**WHAT IS NEEDED**
In how many lines of these records does the word "wheel" appear? Give the number by itself.

|---|

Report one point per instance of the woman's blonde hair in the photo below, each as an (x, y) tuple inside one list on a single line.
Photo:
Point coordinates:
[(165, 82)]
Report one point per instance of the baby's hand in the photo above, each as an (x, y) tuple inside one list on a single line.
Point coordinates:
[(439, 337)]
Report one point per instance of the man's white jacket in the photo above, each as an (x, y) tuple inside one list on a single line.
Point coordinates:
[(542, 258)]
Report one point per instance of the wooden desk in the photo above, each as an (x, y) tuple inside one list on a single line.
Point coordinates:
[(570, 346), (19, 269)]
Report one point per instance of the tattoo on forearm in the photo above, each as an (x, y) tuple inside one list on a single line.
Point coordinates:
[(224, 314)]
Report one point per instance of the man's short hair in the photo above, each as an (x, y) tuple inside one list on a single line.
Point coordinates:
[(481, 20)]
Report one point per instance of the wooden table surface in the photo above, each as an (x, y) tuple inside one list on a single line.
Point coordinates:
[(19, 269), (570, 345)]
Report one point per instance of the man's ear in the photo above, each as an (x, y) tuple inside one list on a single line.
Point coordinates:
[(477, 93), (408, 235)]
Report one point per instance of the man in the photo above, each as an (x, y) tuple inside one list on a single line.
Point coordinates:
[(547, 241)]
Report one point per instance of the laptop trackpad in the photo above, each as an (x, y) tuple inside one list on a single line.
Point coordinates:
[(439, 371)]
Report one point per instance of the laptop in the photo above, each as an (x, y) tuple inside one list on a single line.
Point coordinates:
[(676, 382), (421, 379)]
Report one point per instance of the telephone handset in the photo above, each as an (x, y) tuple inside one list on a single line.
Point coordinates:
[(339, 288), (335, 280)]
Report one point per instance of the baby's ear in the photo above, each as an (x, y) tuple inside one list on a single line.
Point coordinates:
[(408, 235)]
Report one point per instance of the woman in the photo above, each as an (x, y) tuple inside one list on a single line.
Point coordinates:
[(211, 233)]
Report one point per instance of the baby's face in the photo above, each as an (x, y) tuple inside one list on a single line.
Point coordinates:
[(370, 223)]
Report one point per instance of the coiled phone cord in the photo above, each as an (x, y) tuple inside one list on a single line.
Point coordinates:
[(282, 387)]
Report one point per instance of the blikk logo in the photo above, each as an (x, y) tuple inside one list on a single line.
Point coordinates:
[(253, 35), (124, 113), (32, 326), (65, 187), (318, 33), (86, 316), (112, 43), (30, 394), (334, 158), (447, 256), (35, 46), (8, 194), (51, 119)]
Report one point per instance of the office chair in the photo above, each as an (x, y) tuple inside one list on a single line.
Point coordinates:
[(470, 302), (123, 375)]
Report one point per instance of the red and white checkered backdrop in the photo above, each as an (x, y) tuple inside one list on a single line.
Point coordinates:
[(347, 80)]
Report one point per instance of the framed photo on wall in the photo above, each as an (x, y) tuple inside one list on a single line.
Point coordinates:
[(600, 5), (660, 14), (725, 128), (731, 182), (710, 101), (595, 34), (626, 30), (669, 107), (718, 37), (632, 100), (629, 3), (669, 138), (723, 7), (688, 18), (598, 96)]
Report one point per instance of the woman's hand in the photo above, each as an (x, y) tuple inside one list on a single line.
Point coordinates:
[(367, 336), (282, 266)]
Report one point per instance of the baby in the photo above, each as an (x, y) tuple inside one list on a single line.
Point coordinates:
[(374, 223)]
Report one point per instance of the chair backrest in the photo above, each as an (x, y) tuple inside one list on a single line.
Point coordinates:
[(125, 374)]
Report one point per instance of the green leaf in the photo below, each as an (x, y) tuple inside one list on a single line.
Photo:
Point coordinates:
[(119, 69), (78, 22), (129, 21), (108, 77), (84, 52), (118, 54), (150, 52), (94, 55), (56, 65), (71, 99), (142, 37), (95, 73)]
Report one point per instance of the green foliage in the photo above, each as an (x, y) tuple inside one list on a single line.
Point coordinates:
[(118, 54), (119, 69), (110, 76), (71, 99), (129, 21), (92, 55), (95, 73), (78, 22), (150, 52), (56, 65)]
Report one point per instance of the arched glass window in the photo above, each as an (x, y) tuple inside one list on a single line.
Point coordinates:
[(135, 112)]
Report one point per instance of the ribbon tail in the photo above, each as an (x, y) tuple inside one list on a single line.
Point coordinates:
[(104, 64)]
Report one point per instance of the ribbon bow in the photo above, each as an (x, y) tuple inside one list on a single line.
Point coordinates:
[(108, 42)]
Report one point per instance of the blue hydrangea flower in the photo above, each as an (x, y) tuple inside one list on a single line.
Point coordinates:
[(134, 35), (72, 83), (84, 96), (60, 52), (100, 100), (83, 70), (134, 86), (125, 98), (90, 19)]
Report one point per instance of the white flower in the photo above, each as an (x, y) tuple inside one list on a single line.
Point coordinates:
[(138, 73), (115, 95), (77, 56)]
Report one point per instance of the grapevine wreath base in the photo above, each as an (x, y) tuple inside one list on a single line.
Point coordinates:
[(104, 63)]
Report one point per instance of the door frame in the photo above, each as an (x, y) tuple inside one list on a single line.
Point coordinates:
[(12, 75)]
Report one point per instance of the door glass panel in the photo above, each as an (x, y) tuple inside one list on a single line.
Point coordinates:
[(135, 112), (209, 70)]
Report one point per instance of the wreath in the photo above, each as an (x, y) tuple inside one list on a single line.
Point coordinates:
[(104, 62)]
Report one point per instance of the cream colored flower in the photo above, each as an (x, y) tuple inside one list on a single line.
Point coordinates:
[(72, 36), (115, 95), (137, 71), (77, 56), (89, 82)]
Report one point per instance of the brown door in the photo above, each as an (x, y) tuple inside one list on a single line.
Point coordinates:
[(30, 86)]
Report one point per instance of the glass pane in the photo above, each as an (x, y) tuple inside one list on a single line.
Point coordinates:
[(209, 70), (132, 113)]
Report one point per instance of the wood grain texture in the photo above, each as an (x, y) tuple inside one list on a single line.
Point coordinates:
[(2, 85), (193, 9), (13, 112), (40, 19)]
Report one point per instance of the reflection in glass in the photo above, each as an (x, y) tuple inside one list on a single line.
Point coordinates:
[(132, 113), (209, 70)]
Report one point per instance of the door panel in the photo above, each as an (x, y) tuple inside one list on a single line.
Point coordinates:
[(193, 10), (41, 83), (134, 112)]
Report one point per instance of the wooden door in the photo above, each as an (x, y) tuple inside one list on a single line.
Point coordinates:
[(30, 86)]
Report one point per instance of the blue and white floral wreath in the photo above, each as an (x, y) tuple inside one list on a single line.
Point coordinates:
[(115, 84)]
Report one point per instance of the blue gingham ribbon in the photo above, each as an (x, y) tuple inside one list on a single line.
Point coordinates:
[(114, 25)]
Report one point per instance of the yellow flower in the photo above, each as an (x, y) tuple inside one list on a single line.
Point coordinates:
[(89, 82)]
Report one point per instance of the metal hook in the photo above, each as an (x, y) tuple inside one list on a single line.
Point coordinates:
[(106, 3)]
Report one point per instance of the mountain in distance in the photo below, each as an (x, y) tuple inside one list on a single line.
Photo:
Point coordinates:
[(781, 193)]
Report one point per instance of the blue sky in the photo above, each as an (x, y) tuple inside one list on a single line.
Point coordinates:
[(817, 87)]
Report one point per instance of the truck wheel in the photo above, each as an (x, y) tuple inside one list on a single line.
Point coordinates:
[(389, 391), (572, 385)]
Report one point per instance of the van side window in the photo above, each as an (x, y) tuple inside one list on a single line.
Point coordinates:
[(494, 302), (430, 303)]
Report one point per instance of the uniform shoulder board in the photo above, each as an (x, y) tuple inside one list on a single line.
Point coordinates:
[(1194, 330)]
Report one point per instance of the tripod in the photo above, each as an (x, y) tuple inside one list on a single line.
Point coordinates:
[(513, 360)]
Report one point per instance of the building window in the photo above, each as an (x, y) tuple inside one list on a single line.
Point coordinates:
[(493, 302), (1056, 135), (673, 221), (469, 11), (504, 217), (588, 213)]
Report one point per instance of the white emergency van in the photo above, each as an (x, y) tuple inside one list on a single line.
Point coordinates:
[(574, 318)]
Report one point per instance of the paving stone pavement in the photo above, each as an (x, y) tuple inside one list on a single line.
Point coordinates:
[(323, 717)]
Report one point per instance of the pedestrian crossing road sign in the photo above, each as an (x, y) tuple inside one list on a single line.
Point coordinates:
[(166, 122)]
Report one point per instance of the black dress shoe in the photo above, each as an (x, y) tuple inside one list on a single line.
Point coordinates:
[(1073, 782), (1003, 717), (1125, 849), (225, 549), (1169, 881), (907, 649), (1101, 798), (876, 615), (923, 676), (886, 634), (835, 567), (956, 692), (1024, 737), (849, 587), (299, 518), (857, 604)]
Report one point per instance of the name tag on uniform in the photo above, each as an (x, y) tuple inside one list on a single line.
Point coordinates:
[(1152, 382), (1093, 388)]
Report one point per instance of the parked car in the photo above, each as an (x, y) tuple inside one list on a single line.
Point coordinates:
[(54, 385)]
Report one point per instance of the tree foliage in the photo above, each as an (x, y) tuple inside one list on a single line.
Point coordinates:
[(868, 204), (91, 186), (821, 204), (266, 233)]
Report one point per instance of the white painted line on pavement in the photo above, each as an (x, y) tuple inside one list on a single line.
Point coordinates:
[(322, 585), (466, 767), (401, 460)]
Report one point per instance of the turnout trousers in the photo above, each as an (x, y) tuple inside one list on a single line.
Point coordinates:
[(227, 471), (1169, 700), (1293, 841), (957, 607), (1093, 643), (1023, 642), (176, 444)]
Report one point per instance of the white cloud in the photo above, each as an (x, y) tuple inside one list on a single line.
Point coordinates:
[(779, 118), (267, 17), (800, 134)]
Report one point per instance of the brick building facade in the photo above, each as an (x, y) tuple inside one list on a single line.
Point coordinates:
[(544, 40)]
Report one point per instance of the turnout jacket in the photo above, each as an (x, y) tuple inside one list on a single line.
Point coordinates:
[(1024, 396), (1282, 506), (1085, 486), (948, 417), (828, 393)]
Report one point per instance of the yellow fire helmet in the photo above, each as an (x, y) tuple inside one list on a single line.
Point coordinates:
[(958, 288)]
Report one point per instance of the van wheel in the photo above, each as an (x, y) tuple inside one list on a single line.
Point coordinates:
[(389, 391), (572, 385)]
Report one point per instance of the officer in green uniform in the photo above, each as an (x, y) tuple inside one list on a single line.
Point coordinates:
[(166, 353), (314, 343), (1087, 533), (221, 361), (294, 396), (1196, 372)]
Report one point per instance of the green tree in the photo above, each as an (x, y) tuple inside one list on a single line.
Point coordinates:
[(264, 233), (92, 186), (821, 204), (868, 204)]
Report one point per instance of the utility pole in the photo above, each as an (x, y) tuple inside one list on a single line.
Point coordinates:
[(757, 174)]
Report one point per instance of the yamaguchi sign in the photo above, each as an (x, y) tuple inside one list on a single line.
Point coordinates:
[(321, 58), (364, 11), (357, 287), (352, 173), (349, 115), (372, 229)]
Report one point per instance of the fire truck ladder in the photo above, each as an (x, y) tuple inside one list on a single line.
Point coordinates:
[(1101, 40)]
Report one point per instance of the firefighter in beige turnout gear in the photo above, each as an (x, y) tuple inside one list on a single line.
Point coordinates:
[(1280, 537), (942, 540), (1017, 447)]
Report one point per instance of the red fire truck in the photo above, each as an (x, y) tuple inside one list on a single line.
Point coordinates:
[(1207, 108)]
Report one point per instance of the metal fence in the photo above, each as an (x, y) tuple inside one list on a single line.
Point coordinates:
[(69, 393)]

|---|

**YOUR SOLUTION**
2